Ao contrário de muitas pessoas que comentam e criticam livros neste maravilhoso mundo da internet, não conheço as nuances e diversidades do gênero da fantasia. Da mesma forma, nunca estudei suas características e, por este motivo, não reconheço nomes de autores e autoras, não sei dizer se uma obra é relevante para o todo ou trata-se apenas de um exemplar interessante, porém, sem grandes novidades. Quem acompanha meus textos aqui no Estante Diagonal provavelmente sabe que meu campo de estudo é a ficção científica e a distopia. Amo os gêneros com todo o meu coração e irei pesquisa-los, entende-los e defende-los para o resto de minha vida, mas, não posso negar que também gosto de me aventurar por outros territórios da literatura e, foi por conta destas aventuras que me deparei com O Aprendiz de Assassino.
A famosa fantasia épica escrita por Robin Hobb – que, acreditem, não sabia tratar-se de uma escritora chamada Margaret Astrid Lindholm Ogden – nos apresentará a trajetória de Fitz, um garotinho que, no início da narrativa possuía apenas seis anos. Fitz é filho do príncipe Chivalry Farseer, herdeiro do trono de Torre do Cervo, que, por sua vez, é filho de Shrewd Farseer, o rei que comanda toda a extensão dos Seis Ducados. Contudo, Fitz é um bastardo e, por inúmeros motivos que serão revelados ao longo da leitura, é deixado aos cuidados de Burrich, homem de confiança do príncipe Chivalry e aquele que cuida dos cães, cavalos e falcões da realeza.
Os homens não sofrem a perda de um ente querido do mesmo modo que os cães. Mas nós sofremos por muitos anos.
Dentro deste contexto inicial, descobriremos que o príncipe Chivalry nunca procurou estabelecer qualquer tipo de contato ou relacionamento com Fitz e que, para desalento de grande parte da comunidade dos Seis Ducados, abdicou do trono e retirou-se para uma área amena cercada por vinhedos onde vive com a esposa. Compreenderemos, também, dentre uma infinidade de informações relevantes que se interligam na medida em que a narrativa avança, que os Seis Ducados sofrem com constantes ataques dos chamados Navios Vermelhos. Provenientes de terras distantes, os tripulantes destes navios pilham, matam, destroem e aterrorizam diversas aldeias pertencentes ao território dos Seis Ducados. Como qualquer leitor poderia imaginar, estes ataques constantes não apenas criam dificuldades e desafios para os aldeões que sofrem com os entes assassinados ou com as ovelhas perdidas, eles reduzem a confiança do povo no reino, além de reduzirem o alimento que seria estocado para os meses mais frios.

* **Objetivo do exercício**: Copie sem alterações a parte do trecho selecionado que começa em "A famosa fantasia" e termina em "falcões da realeza.".

* **Amostra dos registros**:
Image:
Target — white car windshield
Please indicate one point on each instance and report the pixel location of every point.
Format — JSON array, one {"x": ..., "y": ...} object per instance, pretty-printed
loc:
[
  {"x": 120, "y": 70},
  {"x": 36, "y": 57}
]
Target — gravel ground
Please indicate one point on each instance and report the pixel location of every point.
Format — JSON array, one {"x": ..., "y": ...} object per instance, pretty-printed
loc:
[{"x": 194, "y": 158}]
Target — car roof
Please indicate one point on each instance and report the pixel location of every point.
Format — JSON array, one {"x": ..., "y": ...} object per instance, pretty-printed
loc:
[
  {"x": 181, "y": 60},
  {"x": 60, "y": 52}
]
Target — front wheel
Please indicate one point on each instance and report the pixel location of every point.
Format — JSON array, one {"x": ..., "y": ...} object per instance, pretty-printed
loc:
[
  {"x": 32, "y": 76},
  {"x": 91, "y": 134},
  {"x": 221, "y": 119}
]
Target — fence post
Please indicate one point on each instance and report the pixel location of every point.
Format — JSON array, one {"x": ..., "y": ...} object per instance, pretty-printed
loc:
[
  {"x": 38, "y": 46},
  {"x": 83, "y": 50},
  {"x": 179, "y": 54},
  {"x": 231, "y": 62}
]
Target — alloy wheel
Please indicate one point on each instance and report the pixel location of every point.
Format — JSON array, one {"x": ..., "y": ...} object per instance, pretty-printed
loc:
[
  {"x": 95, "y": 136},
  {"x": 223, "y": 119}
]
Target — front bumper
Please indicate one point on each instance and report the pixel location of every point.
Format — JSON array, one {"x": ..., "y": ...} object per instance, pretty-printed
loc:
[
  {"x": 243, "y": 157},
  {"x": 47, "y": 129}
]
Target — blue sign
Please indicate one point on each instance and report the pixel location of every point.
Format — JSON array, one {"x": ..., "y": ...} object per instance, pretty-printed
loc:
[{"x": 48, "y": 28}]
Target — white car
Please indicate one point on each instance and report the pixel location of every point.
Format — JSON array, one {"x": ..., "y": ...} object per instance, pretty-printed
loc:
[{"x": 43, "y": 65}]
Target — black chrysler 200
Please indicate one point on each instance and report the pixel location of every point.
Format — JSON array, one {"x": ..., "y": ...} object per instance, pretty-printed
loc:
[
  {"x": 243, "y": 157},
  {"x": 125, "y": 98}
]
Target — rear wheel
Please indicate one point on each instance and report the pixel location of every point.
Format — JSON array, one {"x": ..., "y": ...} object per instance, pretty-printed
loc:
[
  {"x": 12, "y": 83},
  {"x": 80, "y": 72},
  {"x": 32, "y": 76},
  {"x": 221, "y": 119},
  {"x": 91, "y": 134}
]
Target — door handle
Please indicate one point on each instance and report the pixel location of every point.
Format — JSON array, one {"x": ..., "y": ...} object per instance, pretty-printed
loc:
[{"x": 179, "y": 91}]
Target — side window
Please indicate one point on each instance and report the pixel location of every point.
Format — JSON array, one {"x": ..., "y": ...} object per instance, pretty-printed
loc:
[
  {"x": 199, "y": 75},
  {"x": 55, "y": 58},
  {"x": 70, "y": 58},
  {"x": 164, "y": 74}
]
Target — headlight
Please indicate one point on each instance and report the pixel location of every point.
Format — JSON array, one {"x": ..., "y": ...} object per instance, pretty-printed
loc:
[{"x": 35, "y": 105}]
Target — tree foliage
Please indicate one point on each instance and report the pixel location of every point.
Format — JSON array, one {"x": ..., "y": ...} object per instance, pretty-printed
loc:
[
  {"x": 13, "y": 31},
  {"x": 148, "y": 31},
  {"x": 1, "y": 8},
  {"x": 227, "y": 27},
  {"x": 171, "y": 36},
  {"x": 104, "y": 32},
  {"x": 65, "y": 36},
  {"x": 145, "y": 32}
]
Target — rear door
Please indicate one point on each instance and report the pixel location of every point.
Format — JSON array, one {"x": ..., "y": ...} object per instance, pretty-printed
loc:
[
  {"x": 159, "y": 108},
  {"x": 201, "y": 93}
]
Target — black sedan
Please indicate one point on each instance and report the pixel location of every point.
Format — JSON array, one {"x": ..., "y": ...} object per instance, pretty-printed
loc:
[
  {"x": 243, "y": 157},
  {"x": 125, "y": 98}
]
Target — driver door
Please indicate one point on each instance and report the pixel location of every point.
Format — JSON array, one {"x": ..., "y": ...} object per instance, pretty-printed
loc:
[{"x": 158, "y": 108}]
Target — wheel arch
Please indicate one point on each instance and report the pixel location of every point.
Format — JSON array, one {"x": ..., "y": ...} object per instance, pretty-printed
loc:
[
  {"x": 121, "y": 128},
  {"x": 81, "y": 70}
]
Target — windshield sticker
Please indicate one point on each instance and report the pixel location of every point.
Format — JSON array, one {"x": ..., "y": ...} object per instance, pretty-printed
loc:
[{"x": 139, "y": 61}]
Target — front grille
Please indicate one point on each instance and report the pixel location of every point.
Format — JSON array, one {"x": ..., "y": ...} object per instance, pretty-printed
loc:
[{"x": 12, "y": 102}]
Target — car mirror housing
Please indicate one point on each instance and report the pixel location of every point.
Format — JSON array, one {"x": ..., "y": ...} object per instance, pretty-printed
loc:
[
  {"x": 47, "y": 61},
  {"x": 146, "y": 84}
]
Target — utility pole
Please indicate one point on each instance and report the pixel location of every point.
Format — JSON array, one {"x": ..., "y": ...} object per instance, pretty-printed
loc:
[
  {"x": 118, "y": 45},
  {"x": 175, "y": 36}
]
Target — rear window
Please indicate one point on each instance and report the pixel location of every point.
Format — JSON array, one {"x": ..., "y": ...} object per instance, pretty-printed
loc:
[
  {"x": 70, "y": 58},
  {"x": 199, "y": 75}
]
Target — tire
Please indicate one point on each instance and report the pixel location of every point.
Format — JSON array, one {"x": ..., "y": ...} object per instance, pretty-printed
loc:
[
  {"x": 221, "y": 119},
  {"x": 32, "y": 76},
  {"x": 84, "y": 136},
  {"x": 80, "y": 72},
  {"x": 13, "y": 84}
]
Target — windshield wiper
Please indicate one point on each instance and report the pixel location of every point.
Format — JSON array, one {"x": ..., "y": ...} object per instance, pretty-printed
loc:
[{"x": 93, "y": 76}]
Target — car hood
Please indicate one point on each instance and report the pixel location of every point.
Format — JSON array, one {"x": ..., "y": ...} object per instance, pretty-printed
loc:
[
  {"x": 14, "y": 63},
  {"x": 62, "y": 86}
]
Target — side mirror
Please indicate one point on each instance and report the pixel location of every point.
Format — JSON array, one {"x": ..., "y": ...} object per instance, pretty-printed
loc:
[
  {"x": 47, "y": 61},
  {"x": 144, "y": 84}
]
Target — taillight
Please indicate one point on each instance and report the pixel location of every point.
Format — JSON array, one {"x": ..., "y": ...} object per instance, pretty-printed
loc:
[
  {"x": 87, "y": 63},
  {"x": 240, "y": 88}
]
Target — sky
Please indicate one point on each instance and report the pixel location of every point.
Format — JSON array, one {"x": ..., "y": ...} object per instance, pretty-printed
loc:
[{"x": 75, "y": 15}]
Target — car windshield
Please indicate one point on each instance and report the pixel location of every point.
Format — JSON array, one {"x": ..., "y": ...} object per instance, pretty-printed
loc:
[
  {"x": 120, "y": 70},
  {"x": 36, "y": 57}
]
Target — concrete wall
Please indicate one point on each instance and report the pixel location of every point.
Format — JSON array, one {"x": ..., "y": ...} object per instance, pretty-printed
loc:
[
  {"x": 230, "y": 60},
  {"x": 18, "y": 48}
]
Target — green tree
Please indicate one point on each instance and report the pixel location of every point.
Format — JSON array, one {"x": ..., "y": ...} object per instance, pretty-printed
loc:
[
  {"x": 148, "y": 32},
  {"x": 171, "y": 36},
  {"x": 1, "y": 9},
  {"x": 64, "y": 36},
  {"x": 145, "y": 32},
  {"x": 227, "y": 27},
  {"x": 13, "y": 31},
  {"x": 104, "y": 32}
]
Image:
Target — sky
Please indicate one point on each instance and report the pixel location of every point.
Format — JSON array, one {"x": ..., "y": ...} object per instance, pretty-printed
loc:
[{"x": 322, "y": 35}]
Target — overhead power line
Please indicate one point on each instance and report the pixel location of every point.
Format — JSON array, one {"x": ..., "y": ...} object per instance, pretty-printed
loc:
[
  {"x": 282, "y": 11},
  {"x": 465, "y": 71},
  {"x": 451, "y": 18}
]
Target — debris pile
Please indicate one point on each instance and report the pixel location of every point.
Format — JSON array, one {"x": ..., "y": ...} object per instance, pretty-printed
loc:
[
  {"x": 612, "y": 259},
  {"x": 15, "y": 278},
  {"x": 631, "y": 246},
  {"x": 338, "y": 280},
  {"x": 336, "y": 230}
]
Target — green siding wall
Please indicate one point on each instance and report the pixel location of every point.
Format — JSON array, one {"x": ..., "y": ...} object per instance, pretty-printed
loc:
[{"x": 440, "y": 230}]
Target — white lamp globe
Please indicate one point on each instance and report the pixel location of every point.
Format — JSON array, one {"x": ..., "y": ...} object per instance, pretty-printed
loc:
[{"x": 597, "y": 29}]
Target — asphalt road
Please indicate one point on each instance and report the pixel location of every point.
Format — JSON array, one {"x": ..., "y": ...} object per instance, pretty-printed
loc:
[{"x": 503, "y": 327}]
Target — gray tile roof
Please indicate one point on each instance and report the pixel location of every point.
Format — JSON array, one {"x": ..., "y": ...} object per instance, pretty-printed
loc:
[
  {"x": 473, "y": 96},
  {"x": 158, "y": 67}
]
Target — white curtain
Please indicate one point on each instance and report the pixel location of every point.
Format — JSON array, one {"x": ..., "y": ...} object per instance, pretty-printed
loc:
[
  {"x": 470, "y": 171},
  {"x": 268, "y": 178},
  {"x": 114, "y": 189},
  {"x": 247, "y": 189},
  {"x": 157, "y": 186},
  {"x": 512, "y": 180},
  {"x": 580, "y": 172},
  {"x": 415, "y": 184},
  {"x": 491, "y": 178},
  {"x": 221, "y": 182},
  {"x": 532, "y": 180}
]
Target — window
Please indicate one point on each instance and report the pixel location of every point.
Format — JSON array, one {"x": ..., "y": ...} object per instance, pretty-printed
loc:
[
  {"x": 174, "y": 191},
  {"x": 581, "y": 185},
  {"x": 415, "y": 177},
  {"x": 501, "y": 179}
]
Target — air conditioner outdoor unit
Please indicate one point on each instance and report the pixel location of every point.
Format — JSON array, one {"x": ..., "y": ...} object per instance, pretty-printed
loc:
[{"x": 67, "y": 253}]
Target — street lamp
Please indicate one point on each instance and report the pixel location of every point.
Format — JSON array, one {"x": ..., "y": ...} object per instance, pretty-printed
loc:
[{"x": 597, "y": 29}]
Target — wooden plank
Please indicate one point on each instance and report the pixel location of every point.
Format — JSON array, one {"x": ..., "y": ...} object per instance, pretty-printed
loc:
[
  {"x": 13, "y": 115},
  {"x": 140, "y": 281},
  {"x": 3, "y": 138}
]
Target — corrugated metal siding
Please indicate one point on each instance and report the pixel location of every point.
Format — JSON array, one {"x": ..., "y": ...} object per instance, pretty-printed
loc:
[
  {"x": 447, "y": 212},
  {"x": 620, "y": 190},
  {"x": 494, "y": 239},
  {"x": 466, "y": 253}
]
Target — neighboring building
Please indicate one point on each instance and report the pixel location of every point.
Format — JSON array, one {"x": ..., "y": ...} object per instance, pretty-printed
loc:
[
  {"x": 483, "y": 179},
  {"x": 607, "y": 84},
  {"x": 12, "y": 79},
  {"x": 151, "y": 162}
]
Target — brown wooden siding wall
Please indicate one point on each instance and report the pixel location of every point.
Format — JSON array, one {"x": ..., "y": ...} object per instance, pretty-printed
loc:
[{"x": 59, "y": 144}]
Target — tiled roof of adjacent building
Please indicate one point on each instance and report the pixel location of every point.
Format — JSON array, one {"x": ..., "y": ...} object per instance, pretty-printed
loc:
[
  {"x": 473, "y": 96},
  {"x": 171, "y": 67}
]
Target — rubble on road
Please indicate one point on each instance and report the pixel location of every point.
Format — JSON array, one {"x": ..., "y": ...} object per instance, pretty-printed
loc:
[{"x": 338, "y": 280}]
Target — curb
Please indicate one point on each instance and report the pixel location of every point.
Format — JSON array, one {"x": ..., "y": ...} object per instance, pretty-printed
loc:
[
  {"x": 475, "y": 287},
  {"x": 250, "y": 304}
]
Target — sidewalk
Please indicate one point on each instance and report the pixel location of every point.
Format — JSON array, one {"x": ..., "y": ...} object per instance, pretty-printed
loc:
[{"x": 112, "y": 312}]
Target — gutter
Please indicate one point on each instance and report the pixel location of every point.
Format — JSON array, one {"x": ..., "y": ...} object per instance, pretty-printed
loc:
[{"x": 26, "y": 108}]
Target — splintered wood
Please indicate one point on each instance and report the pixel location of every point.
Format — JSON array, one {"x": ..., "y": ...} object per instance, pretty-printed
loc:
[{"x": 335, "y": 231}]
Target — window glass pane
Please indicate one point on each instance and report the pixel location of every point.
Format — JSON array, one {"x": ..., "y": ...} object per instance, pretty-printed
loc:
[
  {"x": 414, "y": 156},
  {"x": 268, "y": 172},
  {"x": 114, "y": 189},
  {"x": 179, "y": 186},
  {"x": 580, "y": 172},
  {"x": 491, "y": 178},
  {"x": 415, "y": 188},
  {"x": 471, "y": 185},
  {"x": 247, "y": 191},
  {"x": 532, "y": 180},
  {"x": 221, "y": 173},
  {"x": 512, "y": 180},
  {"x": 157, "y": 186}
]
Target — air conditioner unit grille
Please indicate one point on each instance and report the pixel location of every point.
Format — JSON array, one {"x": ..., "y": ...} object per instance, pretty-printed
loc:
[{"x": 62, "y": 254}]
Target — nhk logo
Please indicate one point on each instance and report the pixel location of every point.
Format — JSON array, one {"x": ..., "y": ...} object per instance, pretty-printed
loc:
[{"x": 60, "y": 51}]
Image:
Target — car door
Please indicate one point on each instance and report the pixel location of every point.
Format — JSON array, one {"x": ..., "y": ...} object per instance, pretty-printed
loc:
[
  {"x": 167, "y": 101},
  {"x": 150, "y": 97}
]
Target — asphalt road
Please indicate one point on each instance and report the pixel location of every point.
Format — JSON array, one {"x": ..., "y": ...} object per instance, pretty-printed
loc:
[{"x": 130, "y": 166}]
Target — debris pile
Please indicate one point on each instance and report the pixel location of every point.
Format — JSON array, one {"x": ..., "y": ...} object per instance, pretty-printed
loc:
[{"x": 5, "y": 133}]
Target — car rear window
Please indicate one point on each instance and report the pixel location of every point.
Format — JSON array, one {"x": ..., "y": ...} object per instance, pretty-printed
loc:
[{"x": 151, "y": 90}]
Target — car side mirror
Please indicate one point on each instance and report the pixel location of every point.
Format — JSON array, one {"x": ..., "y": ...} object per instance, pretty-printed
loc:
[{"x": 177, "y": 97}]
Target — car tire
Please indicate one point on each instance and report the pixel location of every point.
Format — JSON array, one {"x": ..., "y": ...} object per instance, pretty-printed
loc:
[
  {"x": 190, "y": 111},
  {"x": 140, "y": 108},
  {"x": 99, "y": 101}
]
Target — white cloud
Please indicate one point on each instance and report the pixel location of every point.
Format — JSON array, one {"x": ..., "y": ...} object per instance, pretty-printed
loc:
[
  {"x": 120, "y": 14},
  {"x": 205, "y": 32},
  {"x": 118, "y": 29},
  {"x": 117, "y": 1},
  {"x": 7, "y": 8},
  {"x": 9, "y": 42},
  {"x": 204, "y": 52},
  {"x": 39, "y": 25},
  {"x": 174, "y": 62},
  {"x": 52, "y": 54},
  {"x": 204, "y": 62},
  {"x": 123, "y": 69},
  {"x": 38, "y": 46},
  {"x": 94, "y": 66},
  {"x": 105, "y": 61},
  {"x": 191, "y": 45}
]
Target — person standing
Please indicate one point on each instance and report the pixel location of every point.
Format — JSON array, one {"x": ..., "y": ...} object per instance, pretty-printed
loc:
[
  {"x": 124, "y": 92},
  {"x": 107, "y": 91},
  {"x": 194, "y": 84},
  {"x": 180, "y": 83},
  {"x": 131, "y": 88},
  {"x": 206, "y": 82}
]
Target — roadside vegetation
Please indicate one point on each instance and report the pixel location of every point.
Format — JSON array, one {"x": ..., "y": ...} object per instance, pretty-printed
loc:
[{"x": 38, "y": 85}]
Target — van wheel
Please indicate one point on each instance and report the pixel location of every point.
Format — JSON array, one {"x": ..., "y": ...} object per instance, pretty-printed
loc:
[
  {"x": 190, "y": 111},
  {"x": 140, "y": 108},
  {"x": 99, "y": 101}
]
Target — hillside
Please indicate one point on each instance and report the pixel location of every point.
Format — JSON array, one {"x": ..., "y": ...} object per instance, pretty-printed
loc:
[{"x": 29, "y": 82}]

* **Resposta escrita**:
A famosa fantasia épica escrita por Robin Hobb – que, acreditem, não sabia tratar-se de uma escritora chamada Margaret Astrid Lindholm Ogden – nos apresentará a trajetória de Fitz, um garotinho que, no início da narrativa possuía apenas seis anos. Fitz é filho do príncipe Chivalry Farseer, herdeiro do trono de Torre do Cervo, que, por sua vez, é filho de Shrewd Farseer, o rei que comanda toda a extensão dos Seis Ducados. Contudo, Fitz é um bastardo e, por inúmeros motivos que serão revelados ao longo da leitura, é deixado aos cuidados de Burrich, homem de confiança do príncipe Chivalry e aquele que cuida dos cães, cavalos e falcões da realeza.